▶ [Given request]
Exactly reproduce the lines from the line that has "Find chimney. Format: x1" down to the last line of the entries, inclusive.

<<<<

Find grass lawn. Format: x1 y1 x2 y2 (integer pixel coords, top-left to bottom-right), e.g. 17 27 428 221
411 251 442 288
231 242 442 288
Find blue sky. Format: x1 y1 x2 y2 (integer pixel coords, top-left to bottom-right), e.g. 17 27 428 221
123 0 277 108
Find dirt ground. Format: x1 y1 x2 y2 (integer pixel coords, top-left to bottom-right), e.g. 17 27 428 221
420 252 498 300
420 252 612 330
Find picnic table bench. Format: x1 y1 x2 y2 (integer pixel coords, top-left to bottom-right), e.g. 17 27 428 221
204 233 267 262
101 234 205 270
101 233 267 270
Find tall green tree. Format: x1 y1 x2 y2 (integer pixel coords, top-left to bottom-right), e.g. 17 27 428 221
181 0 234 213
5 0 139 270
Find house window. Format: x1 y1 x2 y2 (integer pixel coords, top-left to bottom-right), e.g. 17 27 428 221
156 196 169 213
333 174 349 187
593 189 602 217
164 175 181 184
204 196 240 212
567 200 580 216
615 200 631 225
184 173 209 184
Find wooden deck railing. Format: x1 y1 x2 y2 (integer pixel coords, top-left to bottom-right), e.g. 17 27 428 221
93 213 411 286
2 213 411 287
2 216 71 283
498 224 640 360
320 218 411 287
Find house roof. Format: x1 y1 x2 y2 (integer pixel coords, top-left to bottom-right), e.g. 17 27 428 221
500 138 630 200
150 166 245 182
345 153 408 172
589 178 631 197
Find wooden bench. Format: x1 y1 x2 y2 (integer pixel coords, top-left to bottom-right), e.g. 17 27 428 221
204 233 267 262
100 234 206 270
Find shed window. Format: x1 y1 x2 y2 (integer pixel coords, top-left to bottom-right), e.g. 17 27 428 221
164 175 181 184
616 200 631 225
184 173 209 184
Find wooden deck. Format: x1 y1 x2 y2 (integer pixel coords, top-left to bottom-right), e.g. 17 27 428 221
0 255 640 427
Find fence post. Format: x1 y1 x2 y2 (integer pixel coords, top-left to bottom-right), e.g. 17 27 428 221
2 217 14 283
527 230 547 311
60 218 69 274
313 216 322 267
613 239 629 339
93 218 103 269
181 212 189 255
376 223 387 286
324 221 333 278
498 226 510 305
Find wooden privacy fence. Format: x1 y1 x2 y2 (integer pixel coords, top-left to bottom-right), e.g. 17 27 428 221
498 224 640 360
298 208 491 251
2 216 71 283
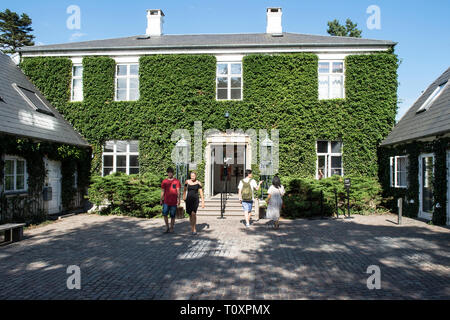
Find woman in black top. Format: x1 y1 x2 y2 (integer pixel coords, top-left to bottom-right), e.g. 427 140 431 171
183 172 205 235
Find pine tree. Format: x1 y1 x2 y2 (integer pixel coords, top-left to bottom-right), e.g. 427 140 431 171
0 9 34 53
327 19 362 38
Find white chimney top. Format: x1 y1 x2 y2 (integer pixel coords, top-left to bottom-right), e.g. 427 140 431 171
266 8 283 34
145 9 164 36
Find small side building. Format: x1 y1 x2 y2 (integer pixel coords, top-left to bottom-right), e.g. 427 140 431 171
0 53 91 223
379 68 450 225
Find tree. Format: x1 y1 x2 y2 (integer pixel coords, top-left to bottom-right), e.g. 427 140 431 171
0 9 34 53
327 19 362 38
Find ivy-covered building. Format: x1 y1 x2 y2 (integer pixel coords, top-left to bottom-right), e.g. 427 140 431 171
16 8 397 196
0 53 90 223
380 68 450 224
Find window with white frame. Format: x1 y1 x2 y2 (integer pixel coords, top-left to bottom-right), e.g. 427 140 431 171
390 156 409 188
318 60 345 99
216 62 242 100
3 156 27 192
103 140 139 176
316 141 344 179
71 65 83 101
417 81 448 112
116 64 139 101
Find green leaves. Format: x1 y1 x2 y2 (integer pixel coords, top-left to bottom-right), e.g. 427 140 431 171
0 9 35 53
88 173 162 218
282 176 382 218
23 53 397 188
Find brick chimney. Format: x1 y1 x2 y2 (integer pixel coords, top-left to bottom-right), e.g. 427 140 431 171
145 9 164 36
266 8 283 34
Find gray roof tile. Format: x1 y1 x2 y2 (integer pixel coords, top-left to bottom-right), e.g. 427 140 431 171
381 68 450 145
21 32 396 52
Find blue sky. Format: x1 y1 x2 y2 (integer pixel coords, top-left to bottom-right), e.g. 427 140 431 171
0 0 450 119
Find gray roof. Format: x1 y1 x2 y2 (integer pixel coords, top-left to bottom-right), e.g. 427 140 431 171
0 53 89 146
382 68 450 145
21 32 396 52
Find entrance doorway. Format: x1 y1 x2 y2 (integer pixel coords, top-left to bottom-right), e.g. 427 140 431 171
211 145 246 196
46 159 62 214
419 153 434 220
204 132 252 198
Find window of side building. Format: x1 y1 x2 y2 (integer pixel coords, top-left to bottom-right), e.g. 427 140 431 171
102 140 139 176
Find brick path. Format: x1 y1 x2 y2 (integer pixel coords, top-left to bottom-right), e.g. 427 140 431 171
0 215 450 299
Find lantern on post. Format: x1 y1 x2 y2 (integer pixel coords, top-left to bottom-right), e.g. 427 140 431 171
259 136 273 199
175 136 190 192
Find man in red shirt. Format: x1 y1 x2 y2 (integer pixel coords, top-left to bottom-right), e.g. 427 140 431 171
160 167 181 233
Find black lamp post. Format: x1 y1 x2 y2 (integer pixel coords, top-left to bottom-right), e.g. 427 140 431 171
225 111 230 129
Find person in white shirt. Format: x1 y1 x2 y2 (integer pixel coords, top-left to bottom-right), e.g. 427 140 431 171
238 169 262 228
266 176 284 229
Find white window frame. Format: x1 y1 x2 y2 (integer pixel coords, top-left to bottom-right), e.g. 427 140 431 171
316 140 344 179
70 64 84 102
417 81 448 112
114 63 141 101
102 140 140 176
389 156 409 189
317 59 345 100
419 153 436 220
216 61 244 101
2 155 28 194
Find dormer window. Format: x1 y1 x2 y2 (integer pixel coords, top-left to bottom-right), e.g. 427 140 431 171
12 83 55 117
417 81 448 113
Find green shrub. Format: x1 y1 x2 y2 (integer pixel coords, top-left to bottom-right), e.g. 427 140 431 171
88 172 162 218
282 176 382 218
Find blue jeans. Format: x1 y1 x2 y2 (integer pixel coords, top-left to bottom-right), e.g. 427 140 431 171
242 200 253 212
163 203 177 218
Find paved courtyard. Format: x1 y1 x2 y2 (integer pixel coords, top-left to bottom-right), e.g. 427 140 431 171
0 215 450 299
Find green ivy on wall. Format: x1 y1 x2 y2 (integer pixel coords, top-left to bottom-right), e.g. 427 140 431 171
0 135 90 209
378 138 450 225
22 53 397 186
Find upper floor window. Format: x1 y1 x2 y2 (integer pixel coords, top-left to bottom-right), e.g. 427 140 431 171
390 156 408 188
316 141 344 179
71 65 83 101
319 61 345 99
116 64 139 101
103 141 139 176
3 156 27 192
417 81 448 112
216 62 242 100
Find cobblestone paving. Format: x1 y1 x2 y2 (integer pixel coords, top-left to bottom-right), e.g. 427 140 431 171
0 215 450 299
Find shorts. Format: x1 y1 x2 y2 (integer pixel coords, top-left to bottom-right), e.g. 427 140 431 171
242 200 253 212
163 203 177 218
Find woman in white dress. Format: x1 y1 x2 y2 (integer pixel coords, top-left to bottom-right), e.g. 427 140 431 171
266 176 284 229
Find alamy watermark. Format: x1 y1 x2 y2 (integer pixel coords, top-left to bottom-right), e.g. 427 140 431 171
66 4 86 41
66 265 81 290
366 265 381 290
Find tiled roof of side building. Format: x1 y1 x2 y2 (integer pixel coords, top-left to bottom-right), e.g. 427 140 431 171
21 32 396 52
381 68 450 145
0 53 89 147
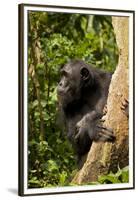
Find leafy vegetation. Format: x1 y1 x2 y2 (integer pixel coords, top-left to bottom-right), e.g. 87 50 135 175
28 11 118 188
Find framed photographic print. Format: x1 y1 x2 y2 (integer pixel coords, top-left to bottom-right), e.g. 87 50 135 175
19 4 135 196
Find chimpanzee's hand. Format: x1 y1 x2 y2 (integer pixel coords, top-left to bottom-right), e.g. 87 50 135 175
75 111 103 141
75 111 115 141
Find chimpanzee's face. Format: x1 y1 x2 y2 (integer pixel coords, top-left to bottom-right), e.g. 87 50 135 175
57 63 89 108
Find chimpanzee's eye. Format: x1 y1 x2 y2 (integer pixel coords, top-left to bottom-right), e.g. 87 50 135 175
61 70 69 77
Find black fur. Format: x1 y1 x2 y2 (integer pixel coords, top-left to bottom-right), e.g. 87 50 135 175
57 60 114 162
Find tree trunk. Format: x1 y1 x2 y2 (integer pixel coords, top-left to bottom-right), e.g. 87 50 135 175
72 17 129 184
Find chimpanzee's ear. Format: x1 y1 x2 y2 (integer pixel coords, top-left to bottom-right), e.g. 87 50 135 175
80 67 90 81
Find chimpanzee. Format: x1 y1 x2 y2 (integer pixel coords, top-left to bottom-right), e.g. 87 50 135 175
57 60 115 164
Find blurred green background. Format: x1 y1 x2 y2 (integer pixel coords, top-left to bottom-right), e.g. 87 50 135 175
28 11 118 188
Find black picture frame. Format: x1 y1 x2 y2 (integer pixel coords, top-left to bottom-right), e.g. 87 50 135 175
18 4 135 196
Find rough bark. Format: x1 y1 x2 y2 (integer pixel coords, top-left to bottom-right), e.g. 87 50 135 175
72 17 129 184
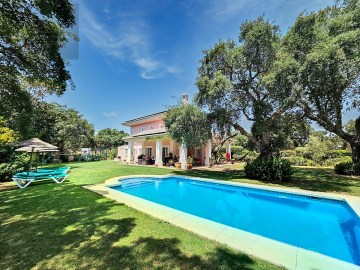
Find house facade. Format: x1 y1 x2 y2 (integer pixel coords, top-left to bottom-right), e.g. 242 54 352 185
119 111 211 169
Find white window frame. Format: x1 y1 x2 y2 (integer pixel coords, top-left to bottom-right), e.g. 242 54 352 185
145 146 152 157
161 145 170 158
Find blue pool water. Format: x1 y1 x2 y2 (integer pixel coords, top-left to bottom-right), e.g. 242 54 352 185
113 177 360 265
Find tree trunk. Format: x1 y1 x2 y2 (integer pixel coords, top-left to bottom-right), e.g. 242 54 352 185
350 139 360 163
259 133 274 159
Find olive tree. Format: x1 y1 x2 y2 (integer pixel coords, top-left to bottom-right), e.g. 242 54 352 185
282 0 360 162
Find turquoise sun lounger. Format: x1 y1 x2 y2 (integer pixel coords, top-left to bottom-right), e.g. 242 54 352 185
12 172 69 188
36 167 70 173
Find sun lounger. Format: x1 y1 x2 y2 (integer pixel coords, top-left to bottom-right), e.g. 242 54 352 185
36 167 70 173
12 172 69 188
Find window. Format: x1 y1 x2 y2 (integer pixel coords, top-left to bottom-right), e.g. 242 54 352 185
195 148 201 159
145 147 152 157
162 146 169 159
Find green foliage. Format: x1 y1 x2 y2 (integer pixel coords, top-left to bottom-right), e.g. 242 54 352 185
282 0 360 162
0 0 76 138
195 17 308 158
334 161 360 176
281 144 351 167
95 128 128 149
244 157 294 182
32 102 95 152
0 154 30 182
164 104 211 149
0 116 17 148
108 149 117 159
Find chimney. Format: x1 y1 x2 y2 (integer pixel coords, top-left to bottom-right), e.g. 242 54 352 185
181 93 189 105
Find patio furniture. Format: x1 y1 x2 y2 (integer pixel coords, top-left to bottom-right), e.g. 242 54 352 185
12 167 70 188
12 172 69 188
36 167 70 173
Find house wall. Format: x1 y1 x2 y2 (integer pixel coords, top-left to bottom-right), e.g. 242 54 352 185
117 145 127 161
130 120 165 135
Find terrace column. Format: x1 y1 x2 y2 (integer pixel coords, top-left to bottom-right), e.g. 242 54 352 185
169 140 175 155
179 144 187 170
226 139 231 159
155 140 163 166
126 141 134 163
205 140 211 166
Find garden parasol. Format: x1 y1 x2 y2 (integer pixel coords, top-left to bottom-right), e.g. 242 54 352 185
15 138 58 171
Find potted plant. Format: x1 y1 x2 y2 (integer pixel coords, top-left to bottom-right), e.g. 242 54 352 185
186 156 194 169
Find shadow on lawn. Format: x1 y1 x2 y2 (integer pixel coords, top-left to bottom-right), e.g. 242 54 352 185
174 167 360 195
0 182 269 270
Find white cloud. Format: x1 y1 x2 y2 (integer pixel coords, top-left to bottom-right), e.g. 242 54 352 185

>>>>

▶ [Correct answer]
Find chimney. Format: x1 y1 x2 y2 (integer pixel coords, top-left to bottom-right), e.g. 242 54 352 185
181 93 189 105
Find patio furniture. Format: x1 y1 x2 y2 (integer pixel coords, top-left to bottom-right), e.g. 242 54 352 185
12 167 70 188
12 172 69 188
36 167 70 173
Find house wall. Format: x1 y1 x2 y2 (integer pixel coords, top-left to bottom-right), e.g. 242 54 352 185
117 145 127 161
130 120 165 135
Find terrace column. Format: x1 y1 x2 y2 (integer pixel coords, top-left to bottom-right), e.g. 242 54 352 185
169 140 175 155
179 144 187 170
226 139 231 159
155 140 163 166
126 141 134 163
205 140 211 166
Find garden parasol. Format: x1 y1 x2 y2 (integer pixel coords, top-left to bottom-right), e.g. 242 54 352 185
15 138 58 171
Find potted plant. Format: x1 y1 x2 y2 (integer pixel coords, top-left to bottom-right), e.g. 242 54 352 185
186 156 194 169
Find shadow on lawn. Format: x1 y1 x2 y2 (integer pixel coords, top-left to bottom-right), e.g. 242 54 352 185
174 167 360 195
0 182 269 270
Find white cloud. Format: x1 y1 x2 y2 (integer pixel coords, top-left to bottom-right), e.g. 242 54 352 185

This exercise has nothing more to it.